• [Source passage]

In reading your OP and various comments that follow, I would not even begin to make any helpful technical comments.
 

junkhound

Senior Member
Location
Renton, WA
Occupation
EE, power electronics specialty
Hard to diagnose stuff when ya think ya gotta use 6 decimal places and have the dot one place off , eh.

BTW, what model is that there $21,600 handheld fluke Spectrum analyzer, or is that another decimal (or two) off? I bought my Fluke 123 used for $216.00 or so.
 
the transformer failed internaly and im still a bit deaf it was loud and i was les than 40 feet from it when it blew i had no idea those things could blow like that, i had just been called back to find out why everything was getting low voltage then just as i was heading to the pole to look at the lugs with a spyglass. that thing cut lose and jeez it was like standing next to a bomb. any idea why a transformer which contains inert oils is capable of detonating like a 400 pound bombshell? all the failures ive ever seen were impressive meltdowns where the internals melted into a mass of molten copper. i mean i have heard transformers blow up in storms but not until now been close to one when it blew. it blew itself in half and landed on the ground 10 feet away from the pole. didnt have my camera with me that day otherwise i wouldve had some pics of the huge flaming oil pool around the base of the pole etc.
 

Smart $

Esteemed Member
Location
Ohio
What you experienced was an arc fault. Very similar to an explosive detonation... and in many cases actually more intense. You can find plenty of info on the 'net about 'em... perhaps even glean some youtube videos. I've not witnessed any visually firsthand, but have heard substation and other transformers blow from miles away.


The meltdowns you referred to were resistive faults.

• [Records provided]
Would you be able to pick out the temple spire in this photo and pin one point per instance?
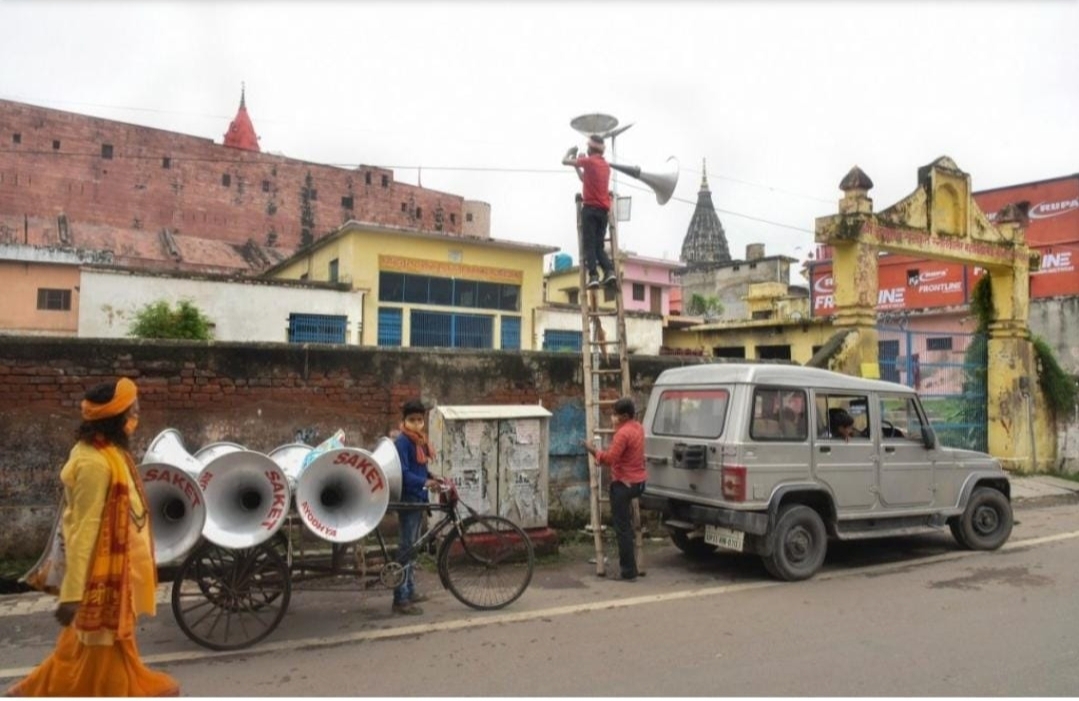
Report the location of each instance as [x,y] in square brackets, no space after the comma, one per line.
[705,243]
[241,134]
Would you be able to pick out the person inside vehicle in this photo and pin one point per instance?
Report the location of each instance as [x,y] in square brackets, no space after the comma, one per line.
[842,424]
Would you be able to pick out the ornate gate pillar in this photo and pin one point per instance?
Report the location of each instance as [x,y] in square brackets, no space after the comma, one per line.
[940,220]
[856,299]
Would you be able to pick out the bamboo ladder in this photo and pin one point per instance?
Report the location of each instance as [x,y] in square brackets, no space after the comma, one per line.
[605,379]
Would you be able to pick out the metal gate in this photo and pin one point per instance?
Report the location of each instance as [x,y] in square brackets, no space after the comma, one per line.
[948,370]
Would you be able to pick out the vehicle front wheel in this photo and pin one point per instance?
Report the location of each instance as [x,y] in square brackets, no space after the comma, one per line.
[695,548]
[986,523]
[800,541]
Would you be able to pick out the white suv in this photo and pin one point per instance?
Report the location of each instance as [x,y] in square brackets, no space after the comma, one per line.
[775,459]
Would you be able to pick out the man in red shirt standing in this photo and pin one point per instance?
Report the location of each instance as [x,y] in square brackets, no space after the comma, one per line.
[626,458]
[596,175]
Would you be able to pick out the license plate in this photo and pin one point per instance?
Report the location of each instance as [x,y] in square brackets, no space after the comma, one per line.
[724,537]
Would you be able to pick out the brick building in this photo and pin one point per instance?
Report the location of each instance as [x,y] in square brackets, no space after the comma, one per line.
[163,200]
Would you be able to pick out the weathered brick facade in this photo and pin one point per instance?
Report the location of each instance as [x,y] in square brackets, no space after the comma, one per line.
[96,172]
[262,396]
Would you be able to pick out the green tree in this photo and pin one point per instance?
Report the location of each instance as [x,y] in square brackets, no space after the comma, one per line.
[710,307]
[160,320]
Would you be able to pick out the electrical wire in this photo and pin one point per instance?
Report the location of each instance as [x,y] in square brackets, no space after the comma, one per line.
[182,159]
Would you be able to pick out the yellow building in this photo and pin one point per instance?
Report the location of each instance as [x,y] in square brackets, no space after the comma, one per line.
[40,289]
[777,327]
[428,289]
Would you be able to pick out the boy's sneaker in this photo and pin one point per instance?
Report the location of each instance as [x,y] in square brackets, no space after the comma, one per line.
[407,608]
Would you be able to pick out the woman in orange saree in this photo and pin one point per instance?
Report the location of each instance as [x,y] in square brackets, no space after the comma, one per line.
[107,575]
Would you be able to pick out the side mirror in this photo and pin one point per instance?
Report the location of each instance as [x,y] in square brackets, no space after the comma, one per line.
[928,438]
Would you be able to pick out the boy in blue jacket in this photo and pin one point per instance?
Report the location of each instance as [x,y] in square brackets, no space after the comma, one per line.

• [Your tasks]
• A. Print the transformer forum thread, beginning at the words "BTW, what model" and stopping after "for $216.00 or so.".
• B. Proceed with the transformer forum thread, picking up after its last sentence.
The material is not needed for anything that comes next.

• [Expected responses]
• A.
BTW, what model is that there $21,600 handheld fluke Spectrum analyzer, or is that another decimal (or two) off? I bought my Fluke 123 used for $216.00 or so.

• B.
the arc from an ac system must be a lot more violent than that of a dc system ..in college and university i was always called the terminator .. my favorite form of entertainment was electrical arcs , and unleashing them across defunct servers to see how much damage they did.. my tool of choice was a 60A 75kv dc voltage multiplier, i would start it up at the operating voltage the server used this was usually 48vdc. then ramp it up till it flashed over i have some pretty incredible photos and videos of this.. various materials when vaporized in an arc create random colors in the discharge. the only parts of those servers ive had explode during this were the large pfc and filter capacitors inside the power entry modules. they are about as loud as a shotgun blast. and oh man they stink bad, and ive also had fun with high amperage bolted faults in the em lab at tokyo u,, but from behind a 240mm thick ballistics panel the blast generated when a 4 sq inch copper bar vaporizes in a flash at 480 volts at 750kamps was kinda quiet compared to this but it did have the effect of making everyone jump back, i wasn't there when they vaporized a copper bar with the system at 50% of its rated amperage, rated system sustained pulse is 600V@12 million amps 5% duty cycle, but i hear it made a massive brownout for about 8 seconds, i did get to see some still pictures of it .. just a black spot with a brilliant white ring around it and a cloud of incandescent copper vapor. riding the shock wave. the spl inside the arc room was 335DB at a temperature of 193K centigrade so i spose thease kind of faults are possible with 10A@7.5kv?
 

GoldDigger

Moderator
Staff member
Location
Placerville, CA, USA
Occupation
Retired PV System Designer
In an arc fault, the energy comes entirely from the power source, such as POCO.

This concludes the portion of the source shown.